### About this task
Copy out, word for word, everything in the passage on rethinking economics and work below from "Emerging technologies are" down to "21st century services.".
-- Quoted passage follows --
RETHINKING ECONOMICS, RETHINKING WORK, INCOME
Although economic solutions alone are not an adequate response to disadvantage they are one of the for key determinants of opportunity and well-being throughout the life course.
Current macroeconomics theory may need to examine some of its core assumptions. Current policy instruments may not effectively deal with the emerging technological transition. As trade moves towards a global open market of on-demand resources, traditional trade deals could have distortionary or unexpected consequences in an increasingly digital world.
Emerging technologies are changing how we work – new tools enable virtual work and artificial intelligence and other advanced technologies drive automation that is creating, disrupting and changing how we work and at what. There’s also an ongoing transformation of who works, and employers focus on diversity and inclusion. Additionally, new types of enterprises are changing what work people do, with the rise of new industries like home care and new work models like the gig economy. Twentieth century manufacturing is being replaced by 21st century services.
-- Quoted passage concluded --
-- Input data follows --
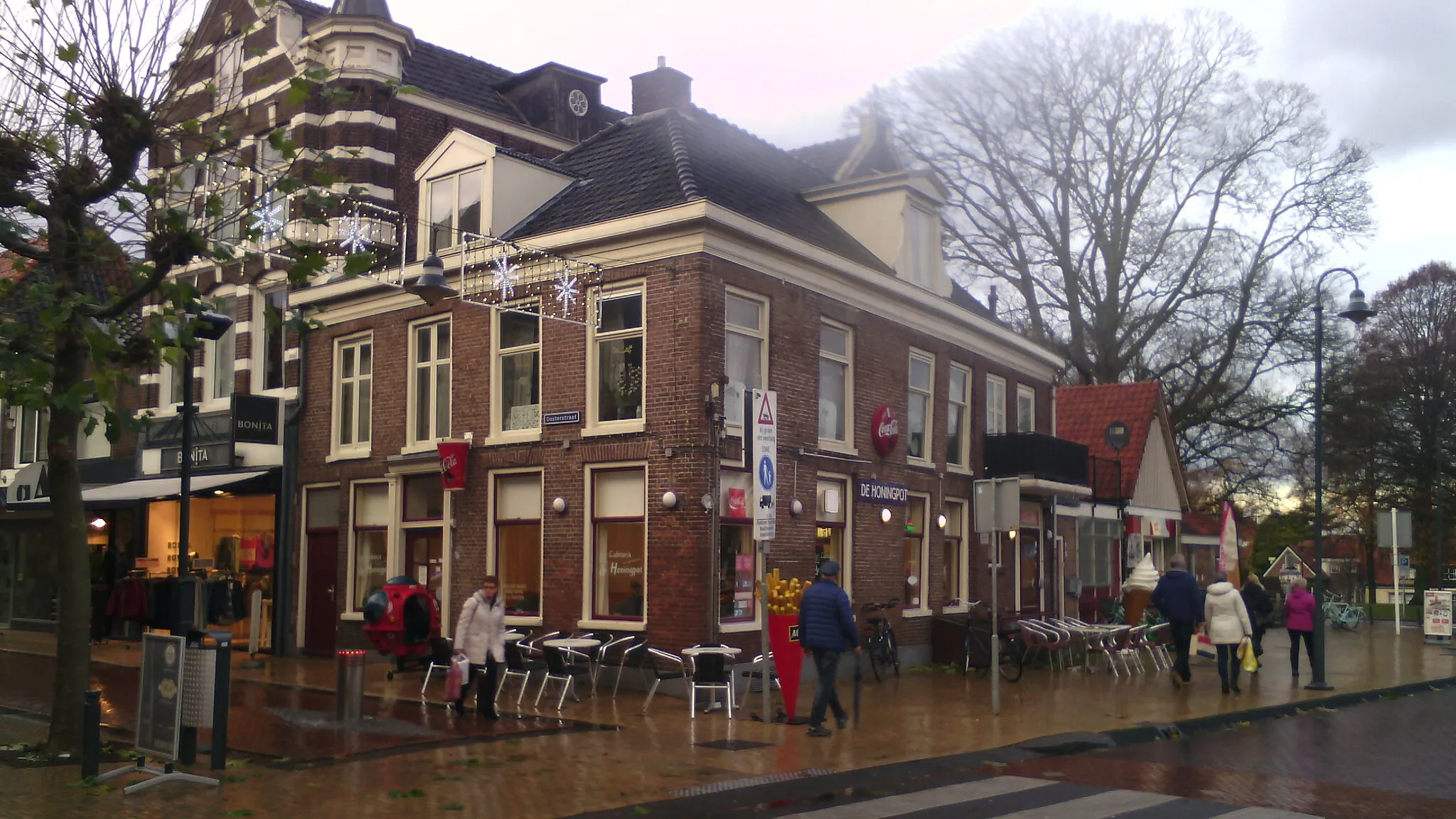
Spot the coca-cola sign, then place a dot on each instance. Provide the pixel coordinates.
-- Input data concluded --
-- Input data follows --
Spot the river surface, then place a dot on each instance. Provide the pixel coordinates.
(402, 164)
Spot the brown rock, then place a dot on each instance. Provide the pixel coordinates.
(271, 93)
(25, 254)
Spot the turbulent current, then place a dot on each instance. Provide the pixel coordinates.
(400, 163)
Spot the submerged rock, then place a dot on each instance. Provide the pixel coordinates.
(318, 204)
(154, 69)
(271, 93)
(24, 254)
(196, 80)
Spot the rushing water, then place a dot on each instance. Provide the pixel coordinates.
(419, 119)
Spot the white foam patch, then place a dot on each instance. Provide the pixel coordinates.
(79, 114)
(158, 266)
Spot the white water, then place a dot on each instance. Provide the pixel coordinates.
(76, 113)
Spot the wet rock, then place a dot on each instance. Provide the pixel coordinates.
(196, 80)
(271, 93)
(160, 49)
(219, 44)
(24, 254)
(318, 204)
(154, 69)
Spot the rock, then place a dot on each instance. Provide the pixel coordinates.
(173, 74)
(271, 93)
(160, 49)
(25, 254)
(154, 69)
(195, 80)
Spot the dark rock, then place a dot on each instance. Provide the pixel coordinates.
-- Input data concluded --
### Answer
Emerging technologies are changing how we work – new tools enable virtual work and artificial intelligence and other advanced technologies drive automation that is creating, disrupting and changing how we work and at what. There’s also an ongoing transformation of who works, and employers focus on diversity and inclusion. Additionally, new types of enterprises are changing what work people do, with the rise of new industries like home care and new work models like the gig economy. Twentieth century manufacturing is being replaced by 21st century services.